[Source extract Boundary: Start]
Common Failure Cases

Pods stuck in Pending — nodes not joining the cluster Why: managed node group instances cannot reach the EKS control plane endpoint because the security group doesn't allow outbound HTTPS (443) to the cluster security group, or the nodes are in a subnet without a route to the private endpoint. Detect: kubectl get nodes shows no ready nodes; EC2 instances in the Auto Scaling Group are running but never appear in the cluster. Fix: ensure the node security group allows outbound 443 to the cluster security group, and that the subnet has a route to the VPC endpoint or NAT Gateway for the EKS API.
[Source extract Boundary: End]
[Records shown Boundary: Start]
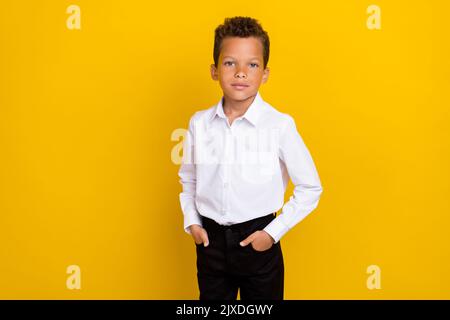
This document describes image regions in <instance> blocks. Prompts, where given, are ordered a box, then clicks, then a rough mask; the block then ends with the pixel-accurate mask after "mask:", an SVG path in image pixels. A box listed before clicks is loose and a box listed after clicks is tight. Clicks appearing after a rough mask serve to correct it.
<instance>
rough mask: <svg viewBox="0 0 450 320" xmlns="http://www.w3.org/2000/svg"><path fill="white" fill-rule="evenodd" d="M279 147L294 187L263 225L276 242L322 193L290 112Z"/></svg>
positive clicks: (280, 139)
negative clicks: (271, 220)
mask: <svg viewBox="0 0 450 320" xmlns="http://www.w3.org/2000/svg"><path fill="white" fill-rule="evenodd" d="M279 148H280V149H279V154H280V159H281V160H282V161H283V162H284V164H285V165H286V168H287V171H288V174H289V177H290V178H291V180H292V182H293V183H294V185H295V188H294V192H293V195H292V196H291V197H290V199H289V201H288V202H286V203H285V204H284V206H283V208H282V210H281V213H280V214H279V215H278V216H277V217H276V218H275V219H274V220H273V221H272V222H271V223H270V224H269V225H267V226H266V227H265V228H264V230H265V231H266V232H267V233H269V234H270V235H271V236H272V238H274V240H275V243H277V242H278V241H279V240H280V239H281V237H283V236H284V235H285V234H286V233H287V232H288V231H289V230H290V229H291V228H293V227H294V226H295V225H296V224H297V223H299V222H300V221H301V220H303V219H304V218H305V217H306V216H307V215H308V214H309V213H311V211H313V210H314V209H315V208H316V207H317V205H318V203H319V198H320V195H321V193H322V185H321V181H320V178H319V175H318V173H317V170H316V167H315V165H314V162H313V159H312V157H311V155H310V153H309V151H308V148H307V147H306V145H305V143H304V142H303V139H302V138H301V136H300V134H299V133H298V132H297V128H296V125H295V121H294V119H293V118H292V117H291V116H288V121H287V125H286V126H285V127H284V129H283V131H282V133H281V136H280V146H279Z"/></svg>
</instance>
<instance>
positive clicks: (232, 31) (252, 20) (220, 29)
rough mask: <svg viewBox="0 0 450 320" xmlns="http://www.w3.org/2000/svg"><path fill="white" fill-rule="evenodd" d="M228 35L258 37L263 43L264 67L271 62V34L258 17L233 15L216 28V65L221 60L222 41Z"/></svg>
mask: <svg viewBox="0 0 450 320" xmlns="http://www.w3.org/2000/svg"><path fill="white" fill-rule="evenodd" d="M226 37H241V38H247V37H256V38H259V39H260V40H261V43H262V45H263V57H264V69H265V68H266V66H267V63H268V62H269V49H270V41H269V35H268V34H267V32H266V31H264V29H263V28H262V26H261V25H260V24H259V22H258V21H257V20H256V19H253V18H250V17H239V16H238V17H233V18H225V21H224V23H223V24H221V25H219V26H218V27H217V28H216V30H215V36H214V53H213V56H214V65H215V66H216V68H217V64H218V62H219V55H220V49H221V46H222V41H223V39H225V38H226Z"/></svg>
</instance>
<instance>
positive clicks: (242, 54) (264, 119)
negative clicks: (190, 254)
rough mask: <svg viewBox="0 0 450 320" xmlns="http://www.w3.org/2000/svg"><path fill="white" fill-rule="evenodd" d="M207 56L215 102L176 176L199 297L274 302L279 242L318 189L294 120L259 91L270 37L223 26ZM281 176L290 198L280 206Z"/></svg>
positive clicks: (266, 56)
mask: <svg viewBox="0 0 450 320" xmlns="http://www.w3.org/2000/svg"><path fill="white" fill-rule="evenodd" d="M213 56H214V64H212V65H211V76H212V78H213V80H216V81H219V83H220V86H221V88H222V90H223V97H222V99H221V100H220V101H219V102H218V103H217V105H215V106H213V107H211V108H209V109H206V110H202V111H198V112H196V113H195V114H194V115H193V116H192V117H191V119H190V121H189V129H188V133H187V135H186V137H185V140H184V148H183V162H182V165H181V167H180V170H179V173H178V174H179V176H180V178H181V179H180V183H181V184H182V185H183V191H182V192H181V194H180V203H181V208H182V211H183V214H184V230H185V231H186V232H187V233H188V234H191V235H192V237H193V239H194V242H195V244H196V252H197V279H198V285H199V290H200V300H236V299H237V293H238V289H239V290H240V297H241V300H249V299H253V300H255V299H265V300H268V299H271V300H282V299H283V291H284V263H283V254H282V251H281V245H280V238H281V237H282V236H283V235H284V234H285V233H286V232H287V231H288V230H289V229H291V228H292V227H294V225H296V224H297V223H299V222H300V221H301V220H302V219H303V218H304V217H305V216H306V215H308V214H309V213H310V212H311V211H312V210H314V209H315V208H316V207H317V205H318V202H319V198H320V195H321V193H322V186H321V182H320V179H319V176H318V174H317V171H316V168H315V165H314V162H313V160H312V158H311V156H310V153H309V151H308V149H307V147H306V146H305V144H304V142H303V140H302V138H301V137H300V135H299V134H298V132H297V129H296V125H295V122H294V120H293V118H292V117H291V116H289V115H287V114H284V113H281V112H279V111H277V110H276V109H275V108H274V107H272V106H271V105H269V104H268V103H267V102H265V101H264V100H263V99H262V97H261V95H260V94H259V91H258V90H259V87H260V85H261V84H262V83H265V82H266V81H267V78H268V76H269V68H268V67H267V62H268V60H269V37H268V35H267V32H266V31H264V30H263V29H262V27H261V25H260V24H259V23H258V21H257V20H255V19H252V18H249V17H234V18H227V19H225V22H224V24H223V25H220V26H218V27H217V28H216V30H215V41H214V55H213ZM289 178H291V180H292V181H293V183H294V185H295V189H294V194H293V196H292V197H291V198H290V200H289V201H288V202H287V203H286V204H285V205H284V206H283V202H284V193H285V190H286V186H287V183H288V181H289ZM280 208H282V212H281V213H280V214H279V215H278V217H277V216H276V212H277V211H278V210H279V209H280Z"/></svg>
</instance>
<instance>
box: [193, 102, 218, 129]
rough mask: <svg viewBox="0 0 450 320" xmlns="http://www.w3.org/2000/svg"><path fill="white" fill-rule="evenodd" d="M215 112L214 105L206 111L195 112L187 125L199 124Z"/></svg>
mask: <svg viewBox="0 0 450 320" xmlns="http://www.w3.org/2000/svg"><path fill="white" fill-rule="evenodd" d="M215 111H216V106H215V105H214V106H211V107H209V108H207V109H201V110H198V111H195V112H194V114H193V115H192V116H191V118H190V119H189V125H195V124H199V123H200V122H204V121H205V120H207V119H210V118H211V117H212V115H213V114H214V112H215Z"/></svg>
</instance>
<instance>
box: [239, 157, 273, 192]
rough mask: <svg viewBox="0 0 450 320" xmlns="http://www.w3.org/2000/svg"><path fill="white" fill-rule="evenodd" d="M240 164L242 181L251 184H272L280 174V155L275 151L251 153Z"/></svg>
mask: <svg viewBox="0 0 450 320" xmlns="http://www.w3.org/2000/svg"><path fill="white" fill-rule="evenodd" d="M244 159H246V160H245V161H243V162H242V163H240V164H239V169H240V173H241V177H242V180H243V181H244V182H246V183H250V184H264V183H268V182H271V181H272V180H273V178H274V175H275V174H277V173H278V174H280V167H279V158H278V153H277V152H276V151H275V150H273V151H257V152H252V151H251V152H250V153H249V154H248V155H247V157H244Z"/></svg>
[Records shown Boundary: End]
== Problem 1 ==
Answer these questions using the failure-cases text.
(a) On which port must the node security group allow outbound traffic to the cluster security group?
(b) What does kubectl get nodes show when this failure occurs?
(c) Besides the NAT Gateway, what can the subnet have a route to for the EKS API?
== Problem 2 ==
Print the failure-cases text from "Pods stuck in" up to and including "the EKS API.".

== Exercise solution 1 ==
(a) Port 443 (HTTPS).
(b) No ready nodes.
(c) The VPC endpoint.

== Exercise solution 2 ==
Pods stuck in Pending — nodes not joining the cluster Why: managed node group instances cannot reach the EKS control plane endpoint because the security group doesn't allow outbound HTTPS (443) to the cluster security group, or the nodes are in a subnet without a route to the private endpoint. Detect: kubectl get nodes shows no ready nodes; EC2 instances in the Auto Scaling Group are running but never appear in the cluster. Fix: ensure the node security group allows outbound 443 to the cluster security group, and that the subnet has a route to the VPC endpoint or NAT Gateway for the EKS API.